● TEXTE DU DOCUMENT
Le setter anglais connaît près du chasseur français une telle faveur qu'il n'est pas téméraire de le dire le chien d'arrêt le plus répandu dans notre pays, en tout cas tout au long de la zone côtière qui va des départements du Nord à ceux du Sud-Ouest. En Bretagne en particulier, il a autant de fervents que l'épagneul breton et, il n'est pas si longtemps, l'emportait sur lui.

L'ensemble de ses qualités, sa faculté d'adaptation à la chasse des gibiers les plus divers, l'excellence de son nez, la fermeté de son arrêt et même son aptitude depuis longtemps reconnue à produire des métis avec les épagneuls indigènes l'ont fait connaître et apprécier. J'ose dire que c'est à cette faculté qu'il doit, dans une large mesure, sa diffusion. Il y aura bientôt soixante ans qu'il a été introduit en nombre dans le Nord de la Bretagne, où existait alors une variété légère de l'épagneul français atteignant la taille moyenne de 0m,55. Dans mon enfance, c'était le chien que je voyais autour de toutes les propriétés abritant un chasseur. Lorsque je pris mon premier permis, c'est avec un représentant de la race que je fis mes débuts. Ces chiens avaient très bon nez et arrêtaient très ferme. Ils étaient sous robe blanc marron ou blanc noir, mais non bleue. Des marques noires nettement délimitées et les membres pastillés de taches de même couleur. Aucun chien tricolore. Un moment alliés au gordon, d'où des métis tricolores à manteau, ils furent surtout et à répétition croisés avec le setter anglais. D'où, par voie de substitution, obtention de métis de plus en plus imprégnés de sang setter, dont ils avaient pris la physionomie et le comportement.

A remarquer que cette alliance anglo-française, qui avec d'autres races continentales donne des produits de trop grande vitesse pour la puissance de leur nez, ne présenta jamais cet inconvénient chez nos métis du premier degré, preuve de la qualité de la race indigène vouée à l'élimination. En effet, c'est à l'observation de ce succès qu'on se livra au croisement d'élimination. D'où, après un petit nombre d'années, les métis aux 7/8 ou aux 15/16 de sang setter si malaisés à distinguer du setter pur. Avant l'ère de la diffusion de l'épagneul breton en dehors des limites étroites de son berceau, les chasseurs des régions maritimes et même d'ailleurs se servaient exclusivement de ces « laveracks », comme ils les appelaient, et n'en voulaient point d'autres. Je n'assurerai pas qu'à l'heure où j'écris beaucoup encore ne professent pas la même opinion à l'égard du setter pur ou croisé. Cette expérience, entreprise sur une vaste échelle, a servi à démontrer la valeur du setter comme étalon de croisement. En l'occurrence, l'opération entreprise ne s'imposait pas absolument. En tout cas, elle nous a renseigné et, comme je l'ai dit, a beaucoup influé sur la diffusion du setter, excellent serviteur, ainsi qu'il est prouvé.

● DONNÉES FOURNIES
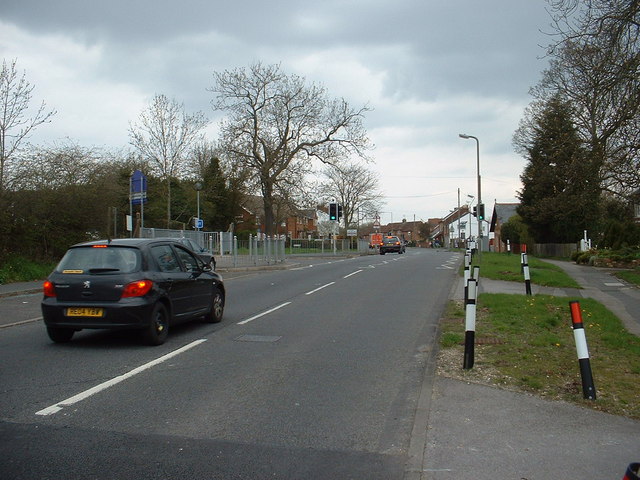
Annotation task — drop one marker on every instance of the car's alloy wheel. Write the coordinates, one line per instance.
(217, 307)
(158, 329)
(60, 335)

● OBJECTIF
Dans le texte sur le setter anglais, recopiez tout ce qui va de « Le setter anglais connaît » jusqu'à « l'emportait sur lui. » en substituant « chien de chasse » à « chien d'arrêt ».

● RÉSULTAT ATTENDU
Le setter anglais connaît près du chasseur français une telle faveur qu'il n'est pas téméraire de le dire le chien de chasse le plus répandu dans notre pays, en tout cas tout au long de la zone côtière qui va des départements du Nord à ceux du Sud-Ouest. En Bretagne en particulier, il a autant de fervents que l'épagneul breton et, il n'est pas si longtemps, l'emportait sur lui.